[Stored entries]
>>>>>

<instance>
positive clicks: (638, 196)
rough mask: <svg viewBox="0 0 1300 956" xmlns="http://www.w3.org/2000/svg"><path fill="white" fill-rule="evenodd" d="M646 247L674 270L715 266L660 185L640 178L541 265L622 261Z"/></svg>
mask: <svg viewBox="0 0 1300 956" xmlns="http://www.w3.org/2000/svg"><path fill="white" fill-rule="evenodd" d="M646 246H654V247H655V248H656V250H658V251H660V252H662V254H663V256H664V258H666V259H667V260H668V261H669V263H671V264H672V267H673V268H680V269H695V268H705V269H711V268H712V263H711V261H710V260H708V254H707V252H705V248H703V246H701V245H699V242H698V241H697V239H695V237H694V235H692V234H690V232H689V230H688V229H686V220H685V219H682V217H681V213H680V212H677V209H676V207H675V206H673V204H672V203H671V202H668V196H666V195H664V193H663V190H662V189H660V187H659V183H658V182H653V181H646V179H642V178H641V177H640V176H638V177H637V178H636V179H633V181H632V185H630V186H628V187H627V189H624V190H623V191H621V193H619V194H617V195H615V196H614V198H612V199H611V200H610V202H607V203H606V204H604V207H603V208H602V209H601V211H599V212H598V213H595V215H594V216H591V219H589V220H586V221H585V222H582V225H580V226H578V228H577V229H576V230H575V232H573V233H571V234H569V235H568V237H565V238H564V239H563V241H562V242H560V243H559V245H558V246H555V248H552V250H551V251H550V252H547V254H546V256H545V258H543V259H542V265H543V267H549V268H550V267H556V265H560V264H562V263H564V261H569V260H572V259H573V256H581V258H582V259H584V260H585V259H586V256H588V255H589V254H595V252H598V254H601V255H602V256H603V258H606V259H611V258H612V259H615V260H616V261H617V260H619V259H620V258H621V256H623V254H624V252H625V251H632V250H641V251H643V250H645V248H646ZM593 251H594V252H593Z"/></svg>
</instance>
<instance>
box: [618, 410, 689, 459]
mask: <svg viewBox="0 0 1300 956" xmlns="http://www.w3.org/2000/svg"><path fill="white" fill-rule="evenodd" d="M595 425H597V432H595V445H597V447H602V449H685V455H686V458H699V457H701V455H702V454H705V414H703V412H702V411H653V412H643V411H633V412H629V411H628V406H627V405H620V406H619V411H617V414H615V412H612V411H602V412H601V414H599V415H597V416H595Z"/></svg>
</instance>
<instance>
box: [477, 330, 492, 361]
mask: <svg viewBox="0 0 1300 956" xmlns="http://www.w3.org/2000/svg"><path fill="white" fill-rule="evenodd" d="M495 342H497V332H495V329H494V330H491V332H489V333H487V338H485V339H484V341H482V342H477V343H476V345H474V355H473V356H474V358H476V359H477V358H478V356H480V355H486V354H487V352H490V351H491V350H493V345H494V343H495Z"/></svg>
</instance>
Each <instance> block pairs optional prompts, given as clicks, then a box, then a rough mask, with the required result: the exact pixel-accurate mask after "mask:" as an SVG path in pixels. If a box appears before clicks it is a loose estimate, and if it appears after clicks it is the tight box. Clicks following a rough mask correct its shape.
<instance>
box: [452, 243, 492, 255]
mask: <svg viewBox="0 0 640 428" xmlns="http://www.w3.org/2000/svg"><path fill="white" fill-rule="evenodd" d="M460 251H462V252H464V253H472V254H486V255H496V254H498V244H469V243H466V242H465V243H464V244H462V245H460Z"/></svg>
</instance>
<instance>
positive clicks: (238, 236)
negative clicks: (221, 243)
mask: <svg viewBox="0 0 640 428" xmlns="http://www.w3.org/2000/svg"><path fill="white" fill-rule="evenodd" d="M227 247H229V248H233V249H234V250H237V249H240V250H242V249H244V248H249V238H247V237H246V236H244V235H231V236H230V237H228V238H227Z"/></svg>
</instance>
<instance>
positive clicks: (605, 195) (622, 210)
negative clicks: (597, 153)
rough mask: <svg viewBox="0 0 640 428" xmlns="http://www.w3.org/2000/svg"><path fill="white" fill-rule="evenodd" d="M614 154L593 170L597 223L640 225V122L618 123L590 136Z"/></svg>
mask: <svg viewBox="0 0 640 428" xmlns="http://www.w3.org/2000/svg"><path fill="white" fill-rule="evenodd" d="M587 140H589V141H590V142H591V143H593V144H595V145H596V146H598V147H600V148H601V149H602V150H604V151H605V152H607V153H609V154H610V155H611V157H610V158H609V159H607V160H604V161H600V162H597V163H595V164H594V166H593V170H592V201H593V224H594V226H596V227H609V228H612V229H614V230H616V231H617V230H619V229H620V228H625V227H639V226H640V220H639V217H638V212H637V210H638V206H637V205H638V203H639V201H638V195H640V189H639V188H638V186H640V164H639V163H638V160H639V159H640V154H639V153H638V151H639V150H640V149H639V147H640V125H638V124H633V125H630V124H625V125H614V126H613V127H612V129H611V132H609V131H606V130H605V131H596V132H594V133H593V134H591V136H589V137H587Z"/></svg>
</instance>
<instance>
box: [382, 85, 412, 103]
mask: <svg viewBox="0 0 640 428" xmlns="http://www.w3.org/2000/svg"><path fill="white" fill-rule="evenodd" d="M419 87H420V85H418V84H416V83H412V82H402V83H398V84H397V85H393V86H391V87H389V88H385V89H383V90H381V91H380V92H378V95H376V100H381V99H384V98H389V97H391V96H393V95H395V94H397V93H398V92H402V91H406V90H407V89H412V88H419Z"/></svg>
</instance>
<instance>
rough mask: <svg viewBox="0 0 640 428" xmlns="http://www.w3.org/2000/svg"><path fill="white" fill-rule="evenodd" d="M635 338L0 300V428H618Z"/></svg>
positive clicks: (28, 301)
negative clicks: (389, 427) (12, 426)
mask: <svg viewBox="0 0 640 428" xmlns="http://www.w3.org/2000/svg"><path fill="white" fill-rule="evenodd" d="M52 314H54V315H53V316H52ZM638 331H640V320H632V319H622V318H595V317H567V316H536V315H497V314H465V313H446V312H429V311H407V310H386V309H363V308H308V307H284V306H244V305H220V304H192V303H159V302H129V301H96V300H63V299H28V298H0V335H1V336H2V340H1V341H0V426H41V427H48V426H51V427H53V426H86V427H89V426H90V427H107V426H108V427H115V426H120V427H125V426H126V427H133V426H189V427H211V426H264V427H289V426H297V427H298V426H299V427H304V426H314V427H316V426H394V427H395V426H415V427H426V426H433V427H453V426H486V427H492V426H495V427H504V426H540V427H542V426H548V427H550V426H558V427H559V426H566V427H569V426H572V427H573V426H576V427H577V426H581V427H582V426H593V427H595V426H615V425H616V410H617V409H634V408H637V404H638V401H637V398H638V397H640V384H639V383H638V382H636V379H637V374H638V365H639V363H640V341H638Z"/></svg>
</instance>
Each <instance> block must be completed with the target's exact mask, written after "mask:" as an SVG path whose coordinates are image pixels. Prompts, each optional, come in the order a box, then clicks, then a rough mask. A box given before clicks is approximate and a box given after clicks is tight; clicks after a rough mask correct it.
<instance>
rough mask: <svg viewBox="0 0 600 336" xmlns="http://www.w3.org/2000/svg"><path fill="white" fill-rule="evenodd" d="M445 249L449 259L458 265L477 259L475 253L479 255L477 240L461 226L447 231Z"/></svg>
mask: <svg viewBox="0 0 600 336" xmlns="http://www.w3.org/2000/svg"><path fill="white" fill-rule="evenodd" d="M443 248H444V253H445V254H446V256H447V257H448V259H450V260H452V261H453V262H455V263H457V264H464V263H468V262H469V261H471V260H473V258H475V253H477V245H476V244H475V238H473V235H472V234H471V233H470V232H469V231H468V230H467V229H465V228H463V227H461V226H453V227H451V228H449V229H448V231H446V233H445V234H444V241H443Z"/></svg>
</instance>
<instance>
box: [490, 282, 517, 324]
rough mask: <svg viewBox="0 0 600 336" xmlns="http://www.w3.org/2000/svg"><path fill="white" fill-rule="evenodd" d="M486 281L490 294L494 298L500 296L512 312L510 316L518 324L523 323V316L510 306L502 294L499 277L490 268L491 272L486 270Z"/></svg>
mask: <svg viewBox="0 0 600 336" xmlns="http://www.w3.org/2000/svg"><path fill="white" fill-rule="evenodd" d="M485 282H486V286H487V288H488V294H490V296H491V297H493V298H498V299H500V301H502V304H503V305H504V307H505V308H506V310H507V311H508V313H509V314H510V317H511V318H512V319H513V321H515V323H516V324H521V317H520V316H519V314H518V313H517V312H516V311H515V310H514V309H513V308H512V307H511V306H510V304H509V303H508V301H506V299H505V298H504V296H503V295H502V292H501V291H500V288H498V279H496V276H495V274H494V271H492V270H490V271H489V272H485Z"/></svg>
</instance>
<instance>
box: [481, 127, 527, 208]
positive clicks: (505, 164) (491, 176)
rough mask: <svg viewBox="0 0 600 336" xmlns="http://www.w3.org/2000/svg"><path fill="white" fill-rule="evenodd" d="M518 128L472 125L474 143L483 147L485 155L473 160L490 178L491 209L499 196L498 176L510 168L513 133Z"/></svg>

<<<<<

§ Try it
Begin with the line that contains "positive clicks: (505, 164) (491, 176)" and quote each line after it exactly, stopping after the last line of the data.

§ Task result
positive clicks: (505, 164) (491, 176)
rough mask: <svg viewBox="0 0 600 336" xmlns="http://www.w3.org/2000/svg"><path fill="white" fill-rule="evenodd" d="M518 128L472 125L474 143L483 147L485 155L473 160L490 178L491 209L499 196L498 176L510 168L513 133Z"/></svg>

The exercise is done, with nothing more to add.